10/01/2013

Os Pais Capadócios


Em tempos de novela da Capadócia (Salve Jorge) na Rede Globo, é oportuno lembrar o legado cristão daquela região, conhecendo um pouco sobre "Os Três Capadócios",  Basílio Magno, Gregório Nazianzeno e Gregório de Níssa, cuja memória a igreja celebra neste dia.

O texto é do livro Fundamentos da teologia histórica, de Alderi Souza de Matos, professor de História da Igreja e coordenador da área de Teologia Histórica do Centro Presbiteriano de Pós-Graduação Andrew Jumper, da Universidade Presbiteriana Mackenzie, em São Paulo:

OS PAIS CAPADÓCIOS

Esses importantes pensadores cristãos gregos dominaram o cenário teológico na segunda metade do século IV e trabalharam juntos para tornar vitoriosa a fé nicena. Eram amigos de Atanásio e desenvolveram o seu pensamento teológico, criando as fórmulas que tornaram possível o consenso da maior parte dos teólogos orientais em torno da questão trinitária.

Tarefas propostas:
**1)** Reescreva o texto sobre os Pais Capadócios de "O texto é do" a "da questão trinitária.", trocando "pensadores" por "escritores".
**2)** Continue, por favor, o texto sobre os Pais Capadócios a partir do ponto em que ele termina.

Informações fornecidas:
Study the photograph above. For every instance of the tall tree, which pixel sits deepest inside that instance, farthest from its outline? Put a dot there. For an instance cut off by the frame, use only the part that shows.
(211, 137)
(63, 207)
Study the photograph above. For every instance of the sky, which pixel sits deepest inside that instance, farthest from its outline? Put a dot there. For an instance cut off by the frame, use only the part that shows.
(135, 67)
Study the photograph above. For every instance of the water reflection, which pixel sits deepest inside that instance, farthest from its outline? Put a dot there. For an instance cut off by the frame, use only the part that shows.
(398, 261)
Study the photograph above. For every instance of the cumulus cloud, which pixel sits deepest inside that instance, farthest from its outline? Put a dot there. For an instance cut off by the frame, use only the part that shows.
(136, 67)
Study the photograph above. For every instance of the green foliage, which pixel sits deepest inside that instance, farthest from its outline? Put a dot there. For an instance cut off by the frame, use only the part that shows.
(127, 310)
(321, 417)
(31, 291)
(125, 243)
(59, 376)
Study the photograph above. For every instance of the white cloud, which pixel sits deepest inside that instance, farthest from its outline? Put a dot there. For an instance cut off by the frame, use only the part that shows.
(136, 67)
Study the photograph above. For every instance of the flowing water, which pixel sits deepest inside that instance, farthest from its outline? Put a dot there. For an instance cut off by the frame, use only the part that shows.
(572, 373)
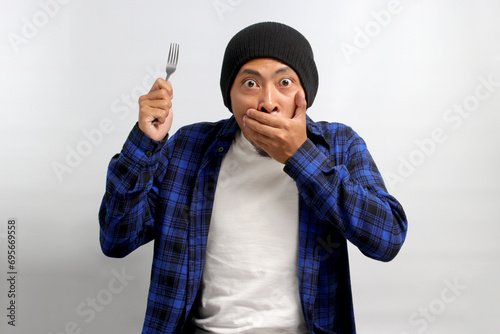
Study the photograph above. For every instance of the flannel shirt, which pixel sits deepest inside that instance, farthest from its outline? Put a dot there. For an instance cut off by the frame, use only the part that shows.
(164, 191)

Respostas:
**1)**
O texto é do livro Fundamentos da teologia histórica, de Alderi Souza de Matos, professor de História da Igreja e coordenador da área de Teologia Histórica do Centro Presbiteriano de Pós-Graduação Andrew Jumper, da Universidade Presbiteriana Mackenzie, em São Paulo:

OS PAIS CAPADÓCIOS

Esses importantes escritores cristãos gregos dominaram o cenário teológico na segunda metade do século IV e trabalharam juntos para tornar vitoriosa a fé nicena. Eram amigos de Atanásio e desenvolveram o seu pensamento teológico, criando as fórmulas que tornaram possível o consenso da maior parte dos teólogos orientais em torno da questão trinitária.

**2)**
Os capadócios tomaram para si a tarefa de definir mais claramente a unidade e a diversidade existentes no Ser Divino, inclusive a terminologia adequada para isto, ou seja, de que em Deus há três hipóstases (subsistências individuais ou pessoas) e apenas uma “ousia” ou essência divina. Todos os três viveram na Capadócia, a região oriental da Ásia Menor, parte da moderna Turquia.

Basílio de Cesaréia

Basilio de Cesaréia (330-379) nasceu em uma família abastada e profundamente cristã, tendo sido o irmão mais velho de outro teólogo, Gregório de Nissa. Eles tinham uma irmã muito inteligente, Macrina (327-380), que participava de suas discussões teológicas e os influenciou fortemente.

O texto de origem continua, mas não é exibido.